<<<<
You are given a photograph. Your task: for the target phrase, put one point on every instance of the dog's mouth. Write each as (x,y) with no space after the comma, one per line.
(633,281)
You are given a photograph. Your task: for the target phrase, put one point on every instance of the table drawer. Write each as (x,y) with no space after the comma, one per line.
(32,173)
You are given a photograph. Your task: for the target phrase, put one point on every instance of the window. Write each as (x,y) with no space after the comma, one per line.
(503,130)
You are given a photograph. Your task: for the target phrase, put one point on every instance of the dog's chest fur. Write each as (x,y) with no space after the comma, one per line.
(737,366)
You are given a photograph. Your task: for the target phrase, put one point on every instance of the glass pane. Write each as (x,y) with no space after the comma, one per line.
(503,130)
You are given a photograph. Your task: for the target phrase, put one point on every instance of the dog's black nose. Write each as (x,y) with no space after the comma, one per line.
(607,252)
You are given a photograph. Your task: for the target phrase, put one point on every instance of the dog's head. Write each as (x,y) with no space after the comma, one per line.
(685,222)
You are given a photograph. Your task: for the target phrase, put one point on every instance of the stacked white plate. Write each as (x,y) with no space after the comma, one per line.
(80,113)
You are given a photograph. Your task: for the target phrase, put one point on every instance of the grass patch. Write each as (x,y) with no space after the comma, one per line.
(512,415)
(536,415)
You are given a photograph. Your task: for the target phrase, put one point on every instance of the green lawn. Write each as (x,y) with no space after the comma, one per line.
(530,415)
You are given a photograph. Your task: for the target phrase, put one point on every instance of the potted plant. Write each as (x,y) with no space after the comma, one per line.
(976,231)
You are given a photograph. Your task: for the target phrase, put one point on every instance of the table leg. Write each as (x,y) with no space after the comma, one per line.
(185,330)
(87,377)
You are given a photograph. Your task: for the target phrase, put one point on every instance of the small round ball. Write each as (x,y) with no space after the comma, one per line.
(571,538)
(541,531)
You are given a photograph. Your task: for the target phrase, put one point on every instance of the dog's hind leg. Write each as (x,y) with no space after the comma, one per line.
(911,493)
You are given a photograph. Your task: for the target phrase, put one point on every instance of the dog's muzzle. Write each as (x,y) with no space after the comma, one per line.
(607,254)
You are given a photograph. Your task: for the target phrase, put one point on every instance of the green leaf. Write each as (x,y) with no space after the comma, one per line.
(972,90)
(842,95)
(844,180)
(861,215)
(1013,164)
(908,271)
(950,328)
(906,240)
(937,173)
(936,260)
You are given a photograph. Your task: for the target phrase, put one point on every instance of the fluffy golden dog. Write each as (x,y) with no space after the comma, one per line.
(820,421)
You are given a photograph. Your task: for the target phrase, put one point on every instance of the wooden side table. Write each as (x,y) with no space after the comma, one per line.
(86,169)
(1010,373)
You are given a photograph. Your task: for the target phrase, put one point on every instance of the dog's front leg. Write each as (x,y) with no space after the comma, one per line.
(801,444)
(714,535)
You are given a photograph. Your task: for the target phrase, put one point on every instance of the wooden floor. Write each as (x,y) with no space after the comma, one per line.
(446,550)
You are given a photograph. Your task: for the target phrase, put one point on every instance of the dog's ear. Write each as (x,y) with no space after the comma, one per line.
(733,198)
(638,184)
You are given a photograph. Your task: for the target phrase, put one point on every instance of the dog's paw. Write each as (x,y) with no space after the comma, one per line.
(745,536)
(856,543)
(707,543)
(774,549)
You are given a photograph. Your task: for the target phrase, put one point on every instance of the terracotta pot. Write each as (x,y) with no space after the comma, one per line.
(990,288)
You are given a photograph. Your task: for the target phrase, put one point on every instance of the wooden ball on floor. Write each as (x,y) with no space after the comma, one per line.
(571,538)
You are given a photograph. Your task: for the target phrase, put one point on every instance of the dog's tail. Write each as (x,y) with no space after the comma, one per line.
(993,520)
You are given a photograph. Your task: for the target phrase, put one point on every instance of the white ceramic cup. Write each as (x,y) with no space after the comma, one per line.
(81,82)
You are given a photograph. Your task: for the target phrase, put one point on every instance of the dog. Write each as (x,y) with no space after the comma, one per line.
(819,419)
>>>>
## EXERCISE BRIEF
Each line in the listing needs to be copied exactly.

## YOUR SOLUTION
You are given a photograph. Your task: for the target phrase, put one point on every instance of the dog's mouth. Write each as (x,y) with no space after the comma, one per line.
(633,281)
You are given a photograph. Your task: for the target phrase, put one point on every instance of the table drawer. Write each as (x,y) with no space after the comma, one per line.
(32,173)
You are given a photograph. Your task: for the target phrase, put one point on every instance of the window. Write each as (x,y) with no space after the comma, one per line.
(503,130)
You are given a photograph. Your task: for the target phrase, put one point on every instance of the dog's chest fur. Write each as (x,y) with no space after the comma, one per line.
(737,366)
You are given a photograph. Your task: for the target phrase, put one point on every instance of the glass pane. Write each as (x,y) with no space after the comma, one per line.
(503,130)
You are given a photograph. Your task: for the target phrase, put one point on every instance of the dog's black nose. Write each as (x,y) with no space after the comma, one per line.
(607,252)
You are given a photograph. Your task: for the target phrase, put one point on every instance of the dog's head. Write each as (x,y) with no space after the comma, one per line.
(685,222)
You are given a photograph. Your task: for the target phrase, put one point on every instance of the stacked white plate. Write each as (x,y) with no space after the comma, one per line.
(80,113)
You are given a photograph. Your task: for the target phrase, put one point on every instance of the grass patch. Write each as (x,y) with no space after the comma, one per line.
(512,415)
(536,415)
You are given a photograph. Your task: for the target phrase, put one point on every instance of the green lawn. Write each as (x,y) with no space after the comma, one per line.
(530,415)
You are given a photograph. Your task: for the target phrase, put one point on every instance of the potted plant. Write each as (x,y) with no space after the comma, one per line.
(976,231)
You are given a photograph. Your task: for the target phrase, put one point on every instance of the table leg. Write each as (x,y) with no space after the comma, one per line.
(185,330)
(87,377)
You are given a photograph. Your task: for the target phrase, put one point on every instance of the small round ball. Write each as (x,y) with no space after the comma, one per line.
(571,538)
(541,531)
You are given a photograph. Your task: for the target phrase, put one point on every instance of the dog's hind leg. Write each as (x,y) with no space after the comma, one per line.
(911,493)
You are given a photograph. Your task: for the target phrase, put one point on every instance of the dog's muzzle. Write each as (x,y) with no space after the comma, one per line.
(607,254)
You are given a photograph. Your task: for the target phrase, put one point on every instance of the green leaf. Write each as (x,y) with no space after the comma, one per line.
(972,90)
(842,95)
(844,180)
(861,215)
(1013,164)
(908,271)
(950,328)
(906,240)
(937,173)
(936,260)
You are given a photograph. Your task: for the target phrase, put one point on every instance of the fluffy golden dog. Write each as (x,y) with no space after the comma, one per line.
(820,421)
You are given a photograph. Your task: for the target phrase, put one point on every instance of the wooden side table. Write each as (x,y) with no space after the comma, one per line.
(86,169)
(1010,373)
You are given a photograph. Your task: for the target phrase, put one point on every instance of the dog's front leg. Write each as (x,y) with no space after the comma, one per line.
(801,444)
(714,535)
You are given a photograph. Your task: for the target phrase, put one point on every instance of the wooden floor. Write each as (x,y) with no space after the comma, one per line.
(446,550)
You are given a photograph. Your task: for the target phrase, put one point on every instance of the dog's ear. Write each as (x,y) with no space after the comma, one per line.
(733,198)
(638,184)
You are given a photograph. Your task: for the target phrase, put one point on every instance of the dog's paw. Write each as (x,y) with no space after the comma, one per line.
(745,536)
(856,543)
(707,543)
(774,549)
You are given a photograph. Your task: for the target phrase, put one point on every instance of the terracotta pot. Write each as (x,y) with no space after the comma, one per line.
(990,288)
You are given a photograph. Your task: for the target phrase, put one point on every instance of the wooden ball on floor. Write each as (x,y) with no space after the comma, one per line.
(571,538)
You are given a photograph. Your task: for the target phrase, put one point on every instance of the dog's tail. Write each as (x,y) with no space after the comma, one per line.
(993,520)
You are given a photograph. Your task: for the target phrase, put one point on every instance of the white ceramic cup. Write each as (x,y) with no space after the comma, one per line.
(81,82)
You are given a photograph. Your task: for the target phrase, put one point on every instance of the dog. Write each as (x,y) with no space after the comma, one per line.
(819,419)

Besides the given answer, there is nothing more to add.